Exercise.
Could you rewrite the records below as a two-column CSV with the headers text and answer, one row per record, each field in double quotes and line breaks replaced by spaces? Leave the pictures out.

□ □ □

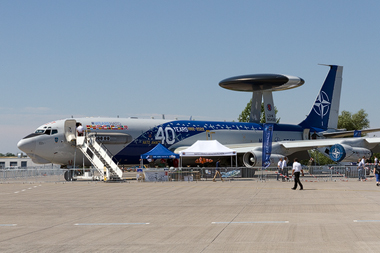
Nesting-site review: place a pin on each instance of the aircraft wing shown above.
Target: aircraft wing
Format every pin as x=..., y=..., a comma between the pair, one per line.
x=299, y=145
x=340, y=134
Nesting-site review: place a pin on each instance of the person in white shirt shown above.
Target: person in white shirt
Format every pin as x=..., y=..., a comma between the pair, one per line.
x=80, y=129
x=361, y=169
x=297, y=169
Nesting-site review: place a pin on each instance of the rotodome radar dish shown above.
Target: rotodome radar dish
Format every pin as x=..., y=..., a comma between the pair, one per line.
x=261, y=82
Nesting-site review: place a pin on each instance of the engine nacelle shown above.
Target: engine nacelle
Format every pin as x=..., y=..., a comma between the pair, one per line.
x=253, y=159
x=340, y=152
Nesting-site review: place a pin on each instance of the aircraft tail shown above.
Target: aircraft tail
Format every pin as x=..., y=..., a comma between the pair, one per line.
x=325, y=111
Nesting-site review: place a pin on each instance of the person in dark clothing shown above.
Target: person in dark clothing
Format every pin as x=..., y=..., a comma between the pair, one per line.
x=297, y=169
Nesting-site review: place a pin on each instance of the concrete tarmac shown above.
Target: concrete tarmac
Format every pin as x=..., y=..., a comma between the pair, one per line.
x=205, y=216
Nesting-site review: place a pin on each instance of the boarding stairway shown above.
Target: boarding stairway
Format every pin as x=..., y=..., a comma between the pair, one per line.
x=99, y=157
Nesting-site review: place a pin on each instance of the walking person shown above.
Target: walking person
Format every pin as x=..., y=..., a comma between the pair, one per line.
x=279, y=168
x=376, y=171
x=361, y=170
x=285, y=171
x=296, y=171
x=217, y=171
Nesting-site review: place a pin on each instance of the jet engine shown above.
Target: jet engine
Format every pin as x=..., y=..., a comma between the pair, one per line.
x=340, y=152
x=253, y=159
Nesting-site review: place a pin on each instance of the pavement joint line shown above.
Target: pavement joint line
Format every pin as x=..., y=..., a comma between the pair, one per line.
x=109, y=224
x=248, y=222
x=366, y=220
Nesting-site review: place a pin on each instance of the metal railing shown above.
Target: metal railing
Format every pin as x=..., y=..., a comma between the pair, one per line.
x=312, y=173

□ □ □

The completed task.
text,answer
"Nesting-site review: place a pin on each instance of the aircraft wing shown above. Target: aircraft wing Format every pin as x=..., y=..., a comma between the pair, one per line.","x=299, y=145 x=340, y=134"
"Nesting-site review: place a pin on each instance of the person in white shirt shown above. Target: person in white shirt Format every pin as x=..., y=..., a comma between the pair, one per line.","x=80, y=129 x=361, y=169 x=297, y=169"
"Nesting-site review: place a pin on each instance of the rotodome radar dish shown above. Target: rotodome radar dish Format every pin as x=..., y=..., a comma between the pair, one per line.","x=261, y=82"
"Nesting-site review: place a pin on each instance of the engine nacelle shown above. Target: engine nacelle Format every pin as x=..., y=..., a comma between the pair, one per line.","x=253, y=159 x=340, y=152"
"Nesting-site review: place a pin on each instance of the aircraft tail shown above. Target: aircraft tail Format every pin as x=..., y=..., a comma between the pair, one per line.","x=325, y=111"
"Nesting-site review: place a pin on each instance of the person in dark clothing shown above. Target: person in dark clothing Format every pin as x=..., y=..., a comma between the pair, one per line.","x=297, y=169"
"Nesting-site review: place a pin on each instance of the concrete tarmac shown above. Target: concrete tarmac Format every pin as x=..., y=..., a comma between the pair, one per line.","x=205, y=216"
"Nesting-site review: place a pin on each instance of the boarding stairway shown above. Target: boarding stairway Format every pin as x=..., y=..., a comma between the pair, one per line.","x=99, y=157"
"Nesting-site review: place a pin on each instance of the walking person shown above. Target: walking person Format every pin as x=..., y=..., a comma between the pair, one per line.","x=279, y=168 x=376, y=171 x=361, y=170 x=285, y=171 x=296, y=171 x=217, y=171"
"Nesting-site review: place a pin on each instance of the jet engine shown above. Target: jet engine Format every pin as x=..., y=..., a comma between the pair, one per line.","x=340, y=152 x=253, y=159"
"Nesting-site review: place a pin on each instance of the pavement joint line shown above. Target: pavement joint line Format every pin as x=..., y=..., a comma between the pair, one per line.","x=109, y=224 x=248, y=222 x=366, y=220"
"Nesting-site review: place a pin on each instance of the metal railing shown above. Target: metal railing Format every pin as x=..., y=..., a comma between the pair, one per line.","x=312, y=173"